(PASSAGE TO READ Opens)
Ahead of the Grammys, Lady Gaga Shows How Celebrities Can Make a Difference

For decades, pop culture icons, by virtue of their public visibility, morph into an eclectic breed of ambassadors and social advocates. While some celebrities (e.g., Michael Vick, Lindsay Lohan) have cringe-worthy public personas, others use their clout to perform valuable public services, adopting causes that otherwise would go overlooked. There is no limit to the effect these endorsements can have on a cause. Witness Katie Couric’s on-air colonoscopy and the subsequent surge in colon cancer awareness.

While advocacy is generally a worthwhile endeavor, not all causes are created equal. The causes that benefit the most from a celebrity spokesperson are those with few, if any, other promotional platforms. Lady Gaga’s mega-stardom has yielded previously unfathomable publicity for victims of anti-gay discrimination.
(PASSAGE TO READ Closes)
(RECORDED INFORMATION Opens)
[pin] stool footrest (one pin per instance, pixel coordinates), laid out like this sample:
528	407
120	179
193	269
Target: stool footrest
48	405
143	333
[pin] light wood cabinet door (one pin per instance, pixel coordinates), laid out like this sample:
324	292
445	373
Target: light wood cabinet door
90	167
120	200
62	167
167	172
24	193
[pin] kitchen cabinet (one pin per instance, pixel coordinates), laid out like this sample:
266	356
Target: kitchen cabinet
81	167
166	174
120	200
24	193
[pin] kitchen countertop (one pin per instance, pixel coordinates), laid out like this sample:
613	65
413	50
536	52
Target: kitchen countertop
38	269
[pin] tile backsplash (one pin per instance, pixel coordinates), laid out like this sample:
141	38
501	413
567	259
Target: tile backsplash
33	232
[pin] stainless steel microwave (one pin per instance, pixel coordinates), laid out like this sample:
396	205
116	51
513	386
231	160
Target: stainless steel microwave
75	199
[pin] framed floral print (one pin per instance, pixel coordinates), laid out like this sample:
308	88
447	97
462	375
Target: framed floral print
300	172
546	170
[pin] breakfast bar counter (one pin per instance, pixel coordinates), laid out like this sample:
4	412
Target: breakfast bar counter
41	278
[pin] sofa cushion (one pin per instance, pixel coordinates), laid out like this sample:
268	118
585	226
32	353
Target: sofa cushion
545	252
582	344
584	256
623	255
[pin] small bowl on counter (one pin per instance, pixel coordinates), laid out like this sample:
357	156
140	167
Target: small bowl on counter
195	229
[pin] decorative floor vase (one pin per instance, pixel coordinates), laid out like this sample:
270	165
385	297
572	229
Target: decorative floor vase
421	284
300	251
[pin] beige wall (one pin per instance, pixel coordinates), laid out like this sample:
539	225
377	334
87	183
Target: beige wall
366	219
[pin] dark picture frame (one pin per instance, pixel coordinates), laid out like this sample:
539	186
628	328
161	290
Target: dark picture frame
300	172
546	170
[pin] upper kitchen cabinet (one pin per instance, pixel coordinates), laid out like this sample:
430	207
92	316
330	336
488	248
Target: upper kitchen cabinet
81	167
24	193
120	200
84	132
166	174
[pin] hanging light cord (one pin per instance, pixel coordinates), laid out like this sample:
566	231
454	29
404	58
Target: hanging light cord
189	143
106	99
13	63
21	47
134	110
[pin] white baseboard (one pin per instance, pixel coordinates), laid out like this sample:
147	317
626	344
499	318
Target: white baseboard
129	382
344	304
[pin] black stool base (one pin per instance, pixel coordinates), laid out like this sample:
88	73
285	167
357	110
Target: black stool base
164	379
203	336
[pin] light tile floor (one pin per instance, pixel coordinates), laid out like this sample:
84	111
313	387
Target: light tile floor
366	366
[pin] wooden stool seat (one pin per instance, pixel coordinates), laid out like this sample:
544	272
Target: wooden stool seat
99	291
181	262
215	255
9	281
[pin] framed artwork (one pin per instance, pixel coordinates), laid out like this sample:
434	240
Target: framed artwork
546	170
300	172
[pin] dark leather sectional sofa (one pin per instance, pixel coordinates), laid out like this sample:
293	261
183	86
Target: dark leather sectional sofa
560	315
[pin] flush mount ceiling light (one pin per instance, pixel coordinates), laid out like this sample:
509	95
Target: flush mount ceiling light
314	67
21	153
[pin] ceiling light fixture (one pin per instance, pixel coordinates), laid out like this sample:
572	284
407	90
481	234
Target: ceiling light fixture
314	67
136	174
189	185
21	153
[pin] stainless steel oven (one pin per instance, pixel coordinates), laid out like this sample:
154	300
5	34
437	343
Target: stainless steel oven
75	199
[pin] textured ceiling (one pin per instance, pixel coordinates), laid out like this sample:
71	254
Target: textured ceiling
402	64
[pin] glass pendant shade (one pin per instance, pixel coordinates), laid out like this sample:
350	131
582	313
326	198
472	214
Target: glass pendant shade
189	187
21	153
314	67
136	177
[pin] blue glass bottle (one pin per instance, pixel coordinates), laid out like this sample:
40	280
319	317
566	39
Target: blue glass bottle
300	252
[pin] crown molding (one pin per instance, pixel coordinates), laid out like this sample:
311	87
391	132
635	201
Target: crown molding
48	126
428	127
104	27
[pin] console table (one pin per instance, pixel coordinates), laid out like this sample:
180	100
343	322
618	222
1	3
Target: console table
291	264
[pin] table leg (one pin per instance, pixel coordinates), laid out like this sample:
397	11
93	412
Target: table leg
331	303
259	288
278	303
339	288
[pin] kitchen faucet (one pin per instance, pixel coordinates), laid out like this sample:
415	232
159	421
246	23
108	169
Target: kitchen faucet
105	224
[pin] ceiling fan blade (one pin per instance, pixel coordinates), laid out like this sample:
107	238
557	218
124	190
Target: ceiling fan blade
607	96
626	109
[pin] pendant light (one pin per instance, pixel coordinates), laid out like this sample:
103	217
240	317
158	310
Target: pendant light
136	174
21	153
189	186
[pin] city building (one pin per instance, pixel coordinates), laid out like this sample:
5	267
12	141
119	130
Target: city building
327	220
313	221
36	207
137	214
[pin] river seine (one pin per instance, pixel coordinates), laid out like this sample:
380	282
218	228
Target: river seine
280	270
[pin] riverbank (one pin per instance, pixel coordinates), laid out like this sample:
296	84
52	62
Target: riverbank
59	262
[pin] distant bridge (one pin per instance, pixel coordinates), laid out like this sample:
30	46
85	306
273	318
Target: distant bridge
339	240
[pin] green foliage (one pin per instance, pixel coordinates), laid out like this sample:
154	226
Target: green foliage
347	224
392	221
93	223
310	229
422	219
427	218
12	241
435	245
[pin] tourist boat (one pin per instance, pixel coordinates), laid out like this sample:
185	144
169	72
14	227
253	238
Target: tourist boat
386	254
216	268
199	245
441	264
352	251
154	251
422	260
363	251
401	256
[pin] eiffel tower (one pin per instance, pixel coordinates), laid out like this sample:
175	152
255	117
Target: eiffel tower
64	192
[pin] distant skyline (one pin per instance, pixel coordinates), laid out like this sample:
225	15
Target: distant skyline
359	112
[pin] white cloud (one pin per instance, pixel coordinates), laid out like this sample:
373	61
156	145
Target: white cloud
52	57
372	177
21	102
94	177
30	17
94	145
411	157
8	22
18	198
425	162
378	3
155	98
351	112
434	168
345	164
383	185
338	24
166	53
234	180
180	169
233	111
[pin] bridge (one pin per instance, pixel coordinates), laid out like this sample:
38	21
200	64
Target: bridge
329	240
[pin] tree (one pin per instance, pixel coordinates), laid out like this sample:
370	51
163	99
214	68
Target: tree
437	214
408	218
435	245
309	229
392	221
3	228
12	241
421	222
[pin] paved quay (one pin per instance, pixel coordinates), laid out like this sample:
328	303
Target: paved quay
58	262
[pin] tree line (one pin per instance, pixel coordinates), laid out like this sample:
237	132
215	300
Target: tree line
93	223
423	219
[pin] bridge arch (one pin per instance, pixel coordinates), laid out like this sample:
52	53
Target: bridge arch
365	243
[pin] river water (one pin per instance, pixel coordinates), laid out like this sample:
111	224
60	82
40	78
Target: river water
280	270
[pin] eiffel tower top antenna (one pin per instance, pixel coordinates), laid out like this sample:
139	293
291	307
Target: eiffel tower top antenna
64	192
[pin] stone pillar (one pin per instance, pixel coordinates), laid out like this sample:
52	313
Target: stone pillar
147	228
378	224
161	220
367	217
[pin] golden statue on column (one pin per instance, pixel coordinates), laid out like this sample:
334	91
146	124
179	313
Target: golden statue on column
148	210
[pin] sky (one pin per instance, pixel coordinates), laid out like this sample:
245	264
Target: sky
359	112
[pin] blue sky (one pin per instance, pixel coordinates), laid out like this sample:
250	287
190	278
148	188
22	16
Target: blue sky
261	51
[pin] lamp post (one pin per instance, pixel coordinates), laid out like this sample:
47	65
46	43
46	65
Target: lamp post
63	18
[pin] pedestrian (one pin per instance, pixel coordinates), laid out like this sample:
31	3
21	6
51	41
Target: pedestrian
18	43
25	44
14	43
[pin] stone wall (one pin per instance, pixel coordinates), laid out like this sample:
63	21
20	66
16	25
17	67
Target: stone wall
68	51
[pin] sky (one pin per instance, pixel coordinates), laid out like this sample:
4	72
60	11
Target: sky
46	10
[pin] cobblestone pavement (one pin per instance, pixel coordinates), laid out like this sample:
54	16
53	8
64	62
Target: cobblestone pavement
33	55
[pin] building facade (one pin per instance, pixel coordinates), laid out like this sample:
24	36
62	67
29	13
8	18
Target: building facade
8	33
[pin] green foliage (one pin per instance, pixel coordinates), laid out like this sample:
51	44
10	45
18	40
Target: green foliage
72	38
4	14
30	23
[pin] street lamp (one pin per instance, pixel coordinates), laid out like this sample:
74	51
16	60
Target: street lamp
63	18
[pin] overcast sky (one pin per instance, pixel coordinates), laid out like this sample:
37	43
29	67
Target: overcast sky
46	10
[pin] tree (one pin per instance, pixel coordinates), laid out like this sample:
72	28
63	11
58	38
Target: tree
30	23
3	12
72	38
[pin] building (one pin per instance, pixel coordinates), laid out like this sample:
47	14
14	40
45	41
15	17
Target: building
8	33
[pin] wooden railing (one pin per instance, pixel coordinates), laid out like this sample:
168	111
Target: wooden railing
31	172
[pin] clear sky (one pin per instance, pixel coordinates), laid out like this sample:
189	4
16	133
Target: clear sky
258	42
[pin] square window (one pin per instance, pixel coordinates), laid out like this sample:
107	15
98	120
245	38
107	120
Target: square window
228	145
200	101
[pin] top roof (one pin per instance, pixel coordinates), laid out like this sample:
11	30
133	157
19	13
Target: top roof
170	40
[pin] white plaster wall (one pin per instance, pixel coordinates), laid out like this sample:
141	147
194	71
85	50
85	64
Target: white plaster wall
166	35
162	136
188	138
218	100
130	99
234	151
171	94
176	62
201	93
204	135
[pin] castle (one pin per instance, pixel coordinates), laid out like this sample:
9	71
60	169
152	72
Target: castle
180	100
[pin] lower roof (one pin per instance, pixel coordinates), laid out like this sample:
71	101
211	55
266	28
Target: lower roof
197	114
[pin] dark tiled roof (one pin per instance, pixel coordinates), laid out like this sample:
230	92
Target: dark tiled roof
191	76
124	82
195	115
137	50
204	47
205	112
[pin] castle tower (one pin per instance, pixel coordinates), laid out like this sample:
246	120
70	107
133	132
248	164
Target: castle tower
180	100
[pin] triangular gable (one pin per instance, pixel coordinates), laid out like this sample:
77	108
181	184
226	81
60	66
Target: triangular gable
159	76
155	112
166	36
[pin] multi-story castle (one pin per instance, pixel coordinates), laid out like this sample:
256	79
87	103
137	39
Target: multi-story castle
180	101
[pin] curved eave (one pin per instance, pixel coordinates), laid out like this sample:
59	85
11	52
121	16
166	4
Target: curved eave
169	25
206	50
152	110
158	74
(RECORDED INFORMATION Closes)
GOAL OF THE EXERCISE:
Answer these questions about the article on celebrity advocacy.
(a) Which two celebrities are named as examples of cringe-worthy public personas?
(b) What event was followed by a surge in colon cancer awareness?
(c) Which causes benefit the most from a celebrity spokesperson?

RESULT FOR THIS EXERCISE:
(a) Michael Vick and Lindsay Lohan.
(b) Katie Couric's on-air colonoscopy.
(c) Causes with few, if any, other promotional platforms.